(Coordinate annotation entries)
# # #

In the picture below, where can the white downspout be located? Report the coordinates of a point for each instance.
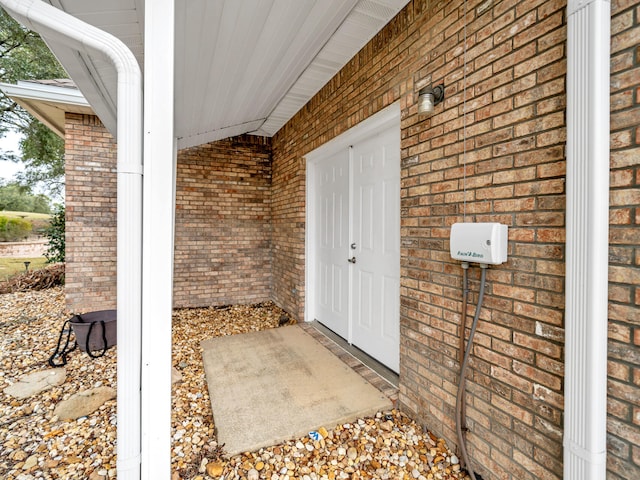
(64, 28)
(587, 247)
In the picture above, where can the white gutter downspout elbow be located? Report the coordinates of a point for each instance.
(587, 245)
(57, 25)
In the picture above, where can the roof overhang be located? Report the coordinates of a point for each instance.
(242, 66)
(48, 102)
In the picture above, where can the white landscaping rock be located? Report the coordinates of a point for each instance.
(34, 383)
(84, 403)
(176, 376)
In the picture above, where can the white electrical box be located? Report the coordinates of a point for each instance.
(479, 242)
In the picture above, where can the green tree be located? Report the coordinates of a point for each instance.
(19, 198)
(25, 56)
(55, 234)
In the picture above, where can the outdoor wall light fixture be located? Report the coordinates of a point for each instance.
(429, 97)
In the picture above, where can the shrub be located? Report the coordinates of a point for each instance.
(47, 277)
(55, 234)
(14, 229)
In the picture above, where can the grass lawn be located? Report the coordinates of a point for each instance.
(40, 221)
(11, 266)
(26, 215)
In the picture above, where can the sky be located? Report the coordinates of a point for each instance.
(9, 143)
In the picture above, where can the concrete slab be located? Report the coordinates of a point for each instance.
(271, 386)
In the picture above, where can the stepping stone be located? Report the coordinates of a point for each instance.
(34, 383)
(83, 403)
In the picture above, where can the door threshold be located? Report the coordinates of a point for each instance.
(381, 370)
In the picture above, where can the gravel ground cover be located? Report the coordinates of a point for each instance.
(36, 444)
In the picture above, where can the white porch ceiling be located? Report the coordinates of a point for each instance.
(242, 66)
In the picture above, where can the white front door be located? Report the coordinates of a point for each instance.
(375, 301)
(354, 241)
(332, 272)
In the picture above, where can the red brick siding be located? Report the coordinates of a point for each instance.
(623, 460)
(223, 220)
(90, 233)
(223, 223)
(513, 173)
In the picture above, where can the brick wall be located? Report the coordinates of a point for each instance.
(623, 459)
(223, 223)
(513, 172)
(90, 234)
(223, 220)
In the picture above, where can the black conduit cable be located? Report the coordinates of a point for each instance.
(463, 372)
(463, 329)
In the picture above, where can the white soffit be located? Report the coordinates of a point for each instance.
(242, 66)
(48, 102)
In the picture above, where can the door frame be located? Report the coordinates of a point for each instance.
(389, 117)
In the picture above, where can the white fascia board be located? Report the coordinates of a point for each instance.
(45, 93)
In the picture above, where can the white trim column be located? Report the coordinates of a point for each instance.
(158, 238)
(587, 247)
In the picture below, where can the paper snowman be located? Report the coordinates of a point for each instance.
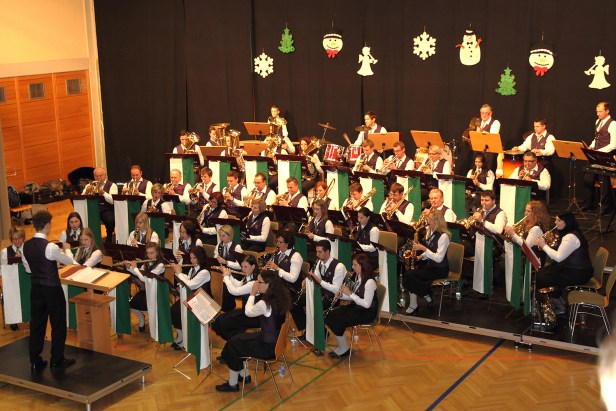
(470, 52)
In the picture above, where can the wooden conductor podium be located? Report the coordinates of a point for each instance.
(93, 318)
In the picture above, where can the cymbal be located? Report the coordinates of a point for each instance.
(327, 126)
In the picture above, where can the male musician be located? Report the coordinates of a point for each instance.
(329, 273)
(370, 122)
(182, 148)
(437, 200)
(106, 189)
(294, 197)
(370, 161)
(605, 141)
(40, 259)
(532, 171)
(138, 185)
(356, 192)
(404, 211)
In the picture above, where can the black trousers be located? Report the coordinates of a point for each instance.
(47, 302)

# # #

REQUIRED TASK
Transcribe the listing in full and omit the pictures.

ANSWER
In the picture below, where can the white downspout be located? Report the coordinates of a point for each instance.
(64, 28)
(587, 247)
In the picture above, where can the white gutter downspout elbow be located? Report the coordinates of a point for each instance.
(587, 245)
(57, 25)
In the picture above, where can the roof overhang be located? Report the coordinates of a point for each instance.
(242, 66)
(48, 102)
In the picture above, where can the white landscaping rock be located? Report the coordinates of a point for each instance.
(34, 383)
(84, 403)
(176, 376)
In the picture above, where can the white electrical box be located? Report the coordinates of a point for each instance.
(479, 242)
In the picture above, where can the green tree be located? Report the coordinates of a point for each instance.
(19, 198)
(25, 56)
(55, 234)
In the picture above, where can the outdoor wall light fixture be located? Report the coordinates of a point for each instance.
(429, 97)
In the picture above, where can the shrub be located? Report the coordinates of a point for each instance.
(47, 277)
(55, 234)
(14, 229)
In the picture above, where can the grass lawn be located? Report the coordinates of a point for each instance.
(40, 221)
(11, 266)
(26, 215)
In the picture above, where can the sky be located? Report the coordinates of a point for each instance.
(9, 143)
In the picture above, where can the concrete slab be located? Report the coordinates of a point for each instance.
(271, 386)
In the picture above, where can the stepping stone be located? Report the coordinates of a point for each instance.
(34, 383)
(83, 403)
In the picture above, where can the door threshold be located? Report the coordinates of a point for each instance.
(381, 370)
In the picture above, where can the gravel ground cover be located? Report the coordinates of a point for each instance.
(36, 444)
In the picture above, where can the white porch ceiling be located? Report the coordinates of a point for each instance.
(242, 66)
In the picture above, where can the white front door be located? Report the coordinates of a point for each instance.
(375, 301)
(354, 241)
(332, 272)
In the picture above, where can the red brick siding be located? Report the coordinates of a point for each instance.
(623, 460)
(223, 220)
(90, 233)
(223, 223)
(513, 173)
In the picture above, where can the brick wall be located? Report the coordinates of a point for each instance.
(623, 459)
(223, 223)
(513, 172)
(90, 234)
(223, 220)
In the picture above, where can the black conduit cable be located? Report the coordinates of a point for each instance.
(463, 372)
(463, 329)
In the picture above, where can the white soffit be located? Report the coordinates of a point for each instance.
(242, 66)
(48, 102)
In the picture above, where can the door frame be located? Report the coordinates of a point for each instance.
(389, 117)
In the picture above, where can the white fascia board be located? Report the coordinates of a point for each instance.
(45, 93)
In the picture above, where can the white trim column be located? Report the coordinates of a point for each instance.
(158, 238)
(587, 247)
In the picture below, where can the paper snowman be located? Report the coordinates of a point for each instance.
(470, 52)
In the picture above, where can the wooden conductor podium be located? Report the coordinates of a point for each instance.
(93, 318)
In the picture above, where can the cymbal be located? Report the coordinates of a point for each instance.
(327, 126)
In the picture above, where can the male musician be located? Report the coordinates of a point for each instance.
(329, 273)
(370, 122)
(182, 148)
(437, 200)
(106, 189)
(294, 197)
(370, 161)
(605, 141)
(40, 259)
(532, 171)
(138, 185)
(356, 192)
(404, 211)
In the picture above, where can the black trousers be located? Report the coordinates of a point for each instance.
(47, 302)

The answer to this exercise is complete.